_EXTRACTED TEXT:_
—————

Image from George Romero’s Night of the Living Dead, 1966. Public domain. Could it be a group of teachers worrying about whether they will survive the industry/profession dichotomy?


OK, I know. “Marc, you are one of the people that are involved in Teachers as Workers, aren’t you?”
Actually, probably less than you think but, you know, I support them. I just don’t know how much I actually do apart from I’ve wrote a blog and struggled to archive some stuff for the group.
Anyway, yes, I could have submitted a presentation about how ELT is less exciting and more exploitative. However, I did a bit about listening, and other people did stuff about working issues for teachers.

***

Peter Brereton presented Teacher Low Points: Disillusionment, Demotivation, and Burnout. Sadly, I ended up walking in halfway through the 10-minute plenary because I had other stuff to sort out upstairs, but what I did see was good, engaging and made me happy that somebody is talking about this.
Bill Snyder talked about the notion of isolation in teaching, despite being part of a community. There was also the difference between isolation and solitude, and the amount of anxiety and how we can help each other by talking and stuff.

—————

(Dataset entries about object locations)

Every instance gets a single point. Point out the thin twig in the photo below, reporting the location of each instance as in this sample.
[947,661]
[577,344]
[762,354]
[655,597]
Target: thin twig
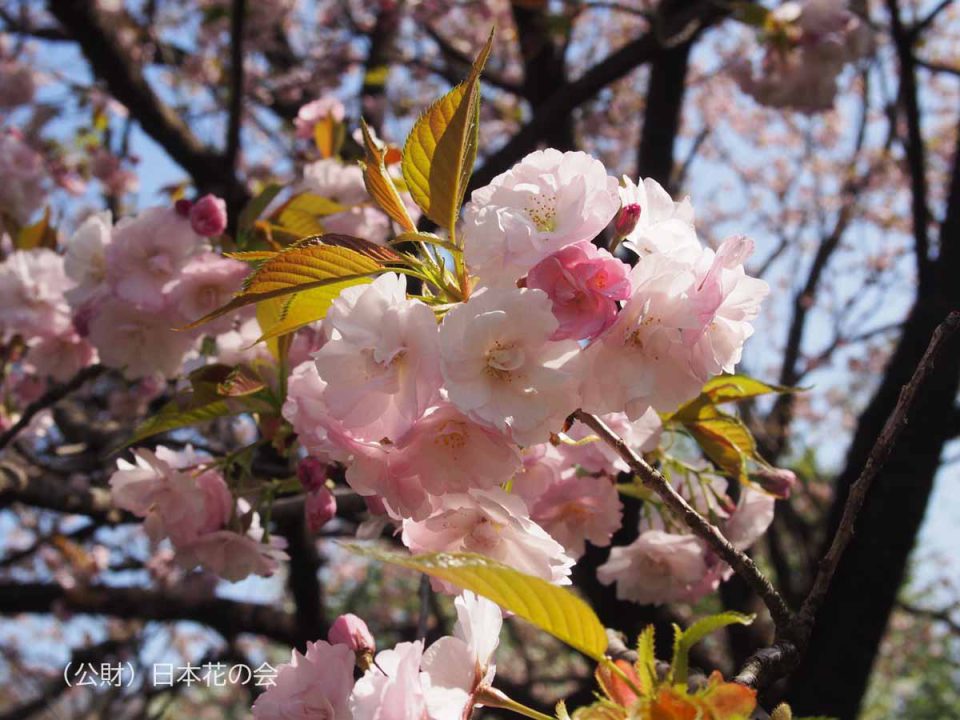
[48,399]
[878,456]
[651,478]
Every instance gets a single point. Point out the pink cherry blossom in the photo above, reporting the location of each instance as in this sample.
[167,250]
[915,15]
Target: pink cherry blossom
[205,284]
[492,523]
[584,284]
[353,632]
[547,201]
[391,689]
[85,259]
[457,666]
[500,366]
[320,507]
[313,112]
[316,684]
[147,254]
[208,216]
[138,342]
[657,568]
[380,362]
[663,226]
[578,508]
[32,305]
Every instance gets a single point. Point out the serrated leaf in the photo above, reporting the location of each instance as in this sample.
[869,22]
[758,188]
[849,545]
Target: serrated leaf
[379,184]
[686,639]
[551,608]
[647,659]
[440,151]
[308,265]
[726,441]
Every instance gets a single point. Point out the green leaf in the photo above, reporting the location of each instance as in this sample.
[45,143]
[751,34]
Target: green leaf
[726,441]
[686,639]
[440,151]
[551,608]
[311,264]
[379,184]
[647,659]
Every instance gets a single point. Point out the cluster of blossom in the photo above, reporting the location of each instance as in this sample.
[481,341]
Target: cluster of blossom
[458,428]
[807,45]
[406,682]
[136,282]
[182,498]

—————

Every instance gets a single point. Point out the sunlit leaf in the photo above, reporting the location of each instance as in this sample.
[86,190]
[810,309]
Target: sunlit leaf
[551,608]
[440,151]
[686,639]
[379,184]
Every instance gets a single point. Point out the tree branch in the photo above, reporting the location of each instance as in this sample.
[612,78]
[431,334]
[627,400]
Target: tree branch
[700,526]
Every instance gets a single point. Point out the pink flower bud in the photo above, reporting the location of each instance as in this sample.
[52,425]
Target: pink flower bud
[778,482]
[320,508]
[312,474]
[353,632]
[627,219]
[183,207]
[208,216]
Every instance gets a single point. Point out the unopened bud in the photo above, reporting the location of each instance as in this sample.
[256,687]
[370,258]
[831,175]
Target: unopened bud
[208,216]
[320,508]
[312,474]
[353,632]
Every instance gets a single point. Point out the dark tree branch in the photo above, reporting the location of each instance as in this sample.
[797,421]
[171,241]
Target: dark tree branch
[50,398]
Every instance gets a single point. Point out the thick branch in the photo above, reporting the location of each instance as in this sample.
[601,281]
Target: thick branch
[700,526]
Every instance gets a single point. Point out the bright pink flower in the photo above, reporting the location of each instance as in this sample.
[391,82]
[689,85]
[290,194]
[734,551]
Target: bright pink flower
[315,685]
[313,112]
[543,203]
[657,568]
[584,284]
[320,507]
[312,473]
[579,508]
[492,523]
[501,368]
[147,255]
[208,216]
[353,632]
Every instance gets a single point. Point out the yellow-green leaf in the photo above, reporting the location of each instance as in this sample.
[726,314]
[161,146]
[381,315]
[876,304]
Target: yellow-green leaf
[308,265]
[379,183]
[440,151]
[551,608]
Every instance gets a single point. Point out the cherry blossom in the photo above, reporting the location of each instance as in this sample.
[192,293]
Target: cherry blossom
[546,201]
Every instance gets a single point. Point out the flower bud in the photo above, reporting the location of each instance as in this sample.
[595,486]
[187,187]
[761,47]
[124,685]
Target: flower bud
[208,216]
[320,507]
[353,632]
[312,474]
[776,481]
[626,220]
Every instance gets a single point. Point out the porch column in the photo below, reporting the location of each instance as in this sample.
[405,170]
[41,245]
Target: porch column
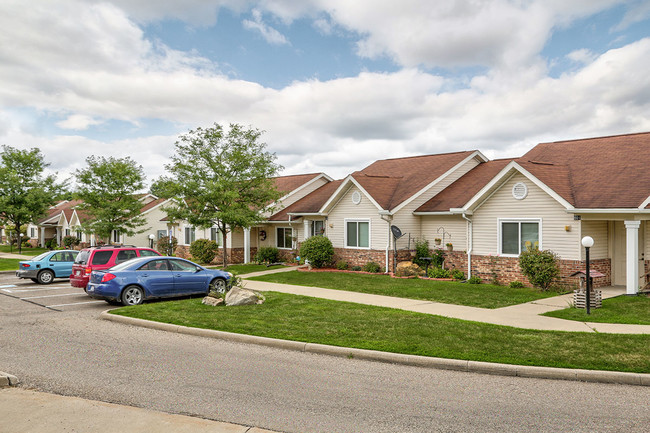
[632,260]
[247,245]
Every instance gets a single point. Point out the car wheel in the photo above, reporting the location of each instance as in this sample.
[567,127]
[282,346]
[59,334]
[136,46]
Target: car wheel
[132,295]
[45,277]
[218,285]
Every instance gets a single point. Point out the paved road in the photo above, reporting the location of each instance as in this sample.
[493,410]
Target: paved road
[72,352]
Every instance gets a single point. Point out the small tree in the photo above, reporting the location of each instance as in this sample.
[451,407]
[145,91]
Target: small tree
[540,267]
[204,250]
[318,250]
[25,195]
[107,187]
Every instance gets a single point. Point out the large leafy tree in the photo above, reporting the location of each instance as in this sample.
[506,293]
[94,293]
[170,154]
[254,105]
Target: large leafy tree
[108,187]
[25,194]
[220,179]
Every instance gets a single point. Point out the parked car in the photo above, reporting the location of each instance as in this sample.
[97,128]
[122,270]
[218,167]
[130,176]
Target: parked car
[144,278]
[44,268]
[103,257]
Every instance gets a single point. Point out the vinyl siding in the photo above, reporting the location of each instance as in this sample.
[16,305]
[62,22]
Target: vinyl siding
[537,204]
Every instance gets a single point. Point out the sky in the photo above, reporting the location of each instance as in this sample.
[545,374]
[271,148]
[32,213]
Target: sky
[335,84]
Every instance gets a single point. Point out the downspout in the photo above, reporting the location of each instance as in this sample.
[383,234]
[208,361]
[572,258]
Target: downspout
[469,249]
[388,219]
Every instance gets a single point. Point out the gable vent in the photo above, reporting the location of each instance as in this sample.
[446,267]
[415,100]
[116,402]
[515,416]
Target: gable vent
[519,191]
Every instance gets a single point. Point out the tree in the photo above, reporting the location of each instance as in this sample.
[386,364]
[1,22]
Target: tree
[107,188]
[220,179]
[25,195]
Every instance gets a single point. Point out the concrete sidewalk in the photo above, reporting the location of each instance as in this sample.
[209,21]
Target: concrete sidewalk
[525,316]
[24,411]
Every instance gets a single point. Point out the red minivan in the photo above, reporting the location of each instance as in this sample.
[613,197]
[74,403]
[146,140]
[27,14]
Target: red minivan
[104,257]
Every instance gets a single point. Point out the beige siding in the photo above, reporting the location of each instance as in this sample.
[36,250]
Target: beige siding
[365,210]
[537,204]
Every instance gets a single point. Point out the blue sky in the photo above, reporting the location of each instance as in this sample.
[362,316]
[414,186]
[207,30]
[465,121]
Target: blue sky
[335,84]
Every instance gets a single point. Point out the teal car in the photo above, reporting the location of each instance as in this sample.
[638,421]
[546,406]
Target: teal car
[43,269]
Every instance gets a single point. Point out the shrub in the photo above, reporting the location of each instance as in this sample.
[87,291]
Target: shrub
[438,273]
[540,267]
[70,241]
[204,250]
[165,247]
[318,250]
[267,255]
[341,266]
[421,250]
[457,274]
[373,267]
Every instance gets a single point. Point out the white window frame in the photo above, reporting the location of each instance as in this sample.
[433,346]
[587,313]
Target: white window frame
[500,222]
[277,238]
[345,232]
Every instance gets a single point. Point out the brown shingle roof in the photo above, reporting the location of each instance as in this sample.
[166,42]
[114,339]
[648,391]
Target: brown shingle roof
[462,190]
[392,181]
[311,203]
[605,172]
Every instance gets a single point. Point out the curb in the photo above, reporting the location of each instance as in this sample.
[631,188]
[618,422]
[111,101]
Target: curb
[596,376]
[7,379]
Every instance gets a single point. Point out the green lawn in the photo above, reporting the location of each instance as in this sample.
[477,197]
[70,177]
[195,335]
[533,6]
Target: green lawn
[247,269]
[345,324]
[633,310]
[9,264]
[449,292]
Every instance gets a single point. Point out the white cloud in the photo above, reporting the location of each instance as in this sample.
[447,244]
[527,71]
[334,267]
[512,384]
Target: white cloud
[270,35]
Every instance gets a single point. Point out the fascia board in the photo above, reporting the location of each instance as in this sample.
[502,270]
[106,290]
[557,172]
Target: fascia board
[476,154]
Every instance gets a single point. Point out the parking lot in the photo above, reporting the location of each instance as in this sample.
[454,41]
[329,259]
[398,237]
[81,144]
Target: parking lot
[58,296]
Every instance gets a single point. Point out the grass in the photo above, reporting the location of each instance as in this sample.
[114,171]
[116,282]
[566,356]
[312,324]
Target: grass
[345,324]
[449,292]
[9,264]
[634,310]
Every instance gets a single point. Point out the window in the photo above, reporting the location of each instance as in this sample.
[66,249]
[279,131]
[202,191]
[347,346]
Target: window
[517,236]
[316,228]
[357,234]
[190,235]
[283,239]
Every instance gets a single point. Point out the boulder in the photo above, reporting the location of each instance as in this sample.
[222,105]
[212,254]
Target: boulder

—————

_WORK TO DO:_
1. List every person named in the conference blog post.
2. According to the conference blog post, how long was Peter Brereton's plenary?
3. Write the next part of the conference blog post, picking up after its last sentence.
The entries above are separate material and are unrelated to the conference blog post.

_ANSWERS TO THE PROBLEMS:_
1. George Romero, Marc, Peter Brereton, Bill Snyder

2. 10 minutes

3.
Sam Morris talked about emotional authenticity in teaching, and the issue of rife fixed-term contracts and the massive amount of part-time teaching (in universities) happened to crop up, because teachers sometimes become more “emotionally authentic”, or ‘themselves’ close to the end of a contract. Basically teachers who know they are getting to the end of the contract, with job anxiety and such, stop worrying about masking their feelings and let them out. I raised the question about whether there was a link in the research about whether there was any link to teaching quality by keeping teachers precarious. He said he’d read research and it pointed to the opposite. I think I also had a longwinded comment-question thing (yes, I can be am one of those people) about feeling guilty for being open about my feelings with adult students. I think the crux was: students are adults, they arguably need English of the real world, feelings are the real world, why hide feelings (though, don’t be weird, you know).
Of the videos, Scott Thornbury painted a vulgar picture of the Spanish ELT employment scene, with pitiful wages and no development to speak of in the language school sector. That would be mainly the same in Japan, though there are a very few cracks of light to be found outside the chain schools.
On a side note – I was a bit worried that it was going to be a bit of a talking shop for people who just work in universities, which kind of happens at a lot of conferences, I guess, and that was the majority of people, but there were some people from language schools and high schools as well. I like talking to people, especially people who don’t just work at universities, because what is a conference for if not to learn from people you might not otherwise meet? (Not wholly a rhetorical question, by the way).

The fabled 40-hour week


When I worked in a language school, I worked my contracted 30 hours a week. In exchange I got a decent starting salary. What nobody tells you from the company is that the salary only goes up a tiny bit and there’s rarely any real career progression.
That’s why I don’t work for language schools anymore. I went with agency work teaching business English and a junior high school. The agency also sent me to teach at a university. I was teaching PPP lessons, mostly with no planning to speak of (being able to wing it through a double-page coursebook spread is not very demanding). I was working about 35 hours a week, not including travelling between several workplaces in a day.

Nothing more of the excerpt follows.